WHAT IS ASKED: Which performers does the article below on Chi Coltrane and rock stardom name as true superstars in its list of them?

DOCUMENT PASSAGE:
##############################

Here comes . . .
There goes . . . Chi Coltrane . .
by Richard Boeth
This is all about the possible rise of a rock singer
named Chi Coltrane, but we need a little background music first....
Whenever I think upon popular American heroes, I
never fail to cast the mind back to the fighter pilots of World War
II - authentic folk idols they were, ever ready to fly their Birds
of Paradise up the other guy's nose if it meant a few less Nips for
Uncle Sammy to have to worry about. Since then, it seems, we have
got to the point where almost all our pop heroes have something
basic in common with World War II fighter pilots-one brief but glorious
arc across the sky as the whole nation cheers, then phooom and
on to the next folk hero. Andy Warhol, in his ghostly way,
caught the essence of it when he remarked that in the next generation,
everybody in the whole world is going to be famous-for five minutes.
Until that era arrives, we have a pretty good approximation
of it in the institution of the rock star. I don't refer here to
the neighborhood rock star, earning $100 a weekend at the
Dew Drop Inn and wondering where to send that demonstration record
he made last month in somebody's basement. I was thinking of the
thousand more or less professional groups and singles that have come
and gone in the last decade. They played for $2,000 or so a night-
superloud, derivative electronic whingwhang with too much past and
no future-warming up the concert crowds for Sly and the Family Stone
or Poco, and maybe putting out one album on Buddah Records, plus
a hit single that reached number eighty-seven on the charts. These
near-miss groups got a very brief, very dizzy ride for their pains.
One minute the air was thick with grass and adulation; they rode
limos to the airport with groupies in the glove compartment and a
tax man riding shotgun trying to help them figure out where last
year's $200,000 went. The next minute everything was gone (it wasn't
really there to begin with, of course), and the lead singer
was back driving a taxi in Detroit and dreaming of the second big
break that would almost surely never come.
There is a big dream behind it all, however-and it
is this large economy-size job that keeps the whole carnival spinning.
Every knock- kneed banjo player, every mudcolored group catastrophe,
has visions of becoming the rock trade's newest Messiah: the He,
She or It who will turn out to be another true superstar,
someone who will bridge the great divide between rock and pop and
will go on selling records, year after year and million after million.
Presley, the Beatles, Dylan, the Stones, now maybe James Taylor,
Carole King, Cat Stevens-all these performers were and are true superstars,
true perennials, arners of legitimate bankable millions in their
own right and of millions more for all those record companies, electronics
manufacturers, rack jobbers, and simple unassuming ticket-scalpers
who work the Felt Forum and the Portland Auditorium. Where will we
find their like again?
Where, indeed? Actually, the superstars are hardly
monuments to permanence themselves (always excepting Presley). Hendrix,
Joplin and Morrison are dead, the Beatles have split up, and while
it may be too early to predict just when the string will run out
on the rest, it doesn't seem unfair to say that rock superstars have
a natural performing life of a decade or less. That's enough, really.
The economics of the music business today are such that Dylan can
make more money in five years than Duke Ellington has in fifty-so
five colossal years count as a whole career now, and the
record companies are constantly on the prowl for anyone with any
sort of potential for making it into orbit that long. So it's a fascinating
and elusive chase, made up in about equal parts of hard show-biz
professionalism and soft, dreamy-eyed divination and wishful thinking.

##############################

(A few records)
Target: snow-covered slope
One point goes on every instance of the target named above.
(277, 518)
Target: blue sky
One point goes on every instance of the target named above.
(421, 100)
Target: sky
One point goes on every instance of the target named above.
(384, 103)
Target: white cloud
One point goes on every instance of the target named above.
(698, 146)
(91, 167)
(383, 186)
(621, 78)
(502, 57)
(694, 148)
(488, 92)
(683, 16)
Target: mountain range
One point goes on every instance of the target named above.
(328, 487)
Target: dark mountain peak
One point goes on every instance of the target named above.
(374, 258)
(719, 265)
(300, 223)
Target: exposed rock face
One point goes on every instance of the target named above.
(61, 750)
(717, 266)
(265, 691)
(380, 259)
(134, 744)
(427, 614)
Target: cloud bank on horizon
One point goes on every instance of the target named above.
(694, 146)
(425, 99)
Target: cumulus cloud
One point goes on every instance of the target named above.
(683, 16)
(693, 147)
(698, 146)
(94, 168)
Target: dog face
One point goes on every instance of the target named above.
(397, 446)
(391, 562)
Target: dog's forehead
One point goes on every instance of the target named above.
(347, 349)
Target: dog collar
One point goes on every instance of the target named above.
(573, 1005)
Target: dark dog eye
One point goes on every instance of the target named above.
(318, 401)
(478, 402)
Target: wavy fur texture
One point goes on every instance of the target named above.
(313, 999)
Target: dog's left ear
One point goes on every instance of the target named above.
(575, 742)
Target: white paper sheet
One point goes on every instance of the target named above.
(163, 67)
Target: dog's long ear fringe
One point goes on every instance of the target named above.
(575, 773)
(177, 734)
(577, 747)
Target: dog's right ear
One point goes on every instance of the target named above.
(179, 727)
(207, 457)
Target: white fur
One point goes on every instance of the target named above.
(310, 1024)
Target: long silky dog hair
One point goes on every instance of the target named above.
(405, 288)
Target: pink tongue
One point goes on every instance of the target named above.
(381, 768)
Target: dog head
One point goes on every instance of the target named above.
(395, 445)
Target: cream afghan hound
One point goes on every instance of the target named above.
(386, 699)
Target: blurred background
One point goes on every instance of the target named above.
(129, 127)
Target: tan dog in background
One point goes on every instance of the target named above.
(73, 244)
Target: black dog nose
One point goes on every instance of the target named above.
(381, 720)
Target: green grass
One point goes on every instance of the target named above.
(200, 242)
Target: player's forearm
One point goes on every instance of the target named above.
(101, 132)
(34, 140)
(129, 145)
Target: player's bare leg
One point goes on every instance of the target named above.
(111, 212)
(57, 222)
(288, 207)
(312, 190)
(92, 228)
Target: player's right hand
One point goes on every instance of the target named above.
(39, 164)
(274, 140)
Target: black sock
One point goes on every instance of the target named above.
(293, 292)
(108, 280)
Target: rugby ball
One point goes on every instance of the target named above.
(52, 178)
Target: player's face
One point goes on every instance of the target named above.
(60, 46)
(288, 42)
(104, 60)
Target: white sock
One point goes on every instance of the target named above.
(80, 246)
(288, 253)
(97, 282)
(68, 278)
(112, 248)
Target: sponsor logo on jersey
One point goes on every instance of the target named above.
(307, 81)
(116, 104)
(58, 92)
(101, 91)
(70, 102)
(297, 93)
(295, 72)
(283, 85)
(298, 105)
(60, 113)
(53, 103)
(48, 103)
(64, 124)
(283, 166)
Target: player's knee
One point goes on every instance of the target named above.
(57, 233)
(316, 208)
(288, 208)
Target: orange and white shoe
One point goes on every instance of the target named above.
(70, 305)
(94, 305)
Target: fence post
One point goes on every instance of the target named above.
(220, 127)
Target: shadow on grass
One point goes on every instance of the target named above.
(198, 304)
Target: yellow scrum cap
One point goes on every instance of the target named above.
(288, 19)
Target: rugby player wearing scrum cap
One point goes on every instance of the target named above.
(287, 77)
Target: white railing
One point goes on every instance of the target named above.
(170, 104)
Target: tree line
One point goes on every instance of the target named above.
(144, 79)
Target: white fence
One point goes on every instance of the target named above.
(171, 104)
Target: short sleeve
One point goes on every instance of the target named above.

##############################

EXPECTED ANSWER: Presley, the Beatles, Dylan, the Stones, James Taylor, Carole King, Cat Stevens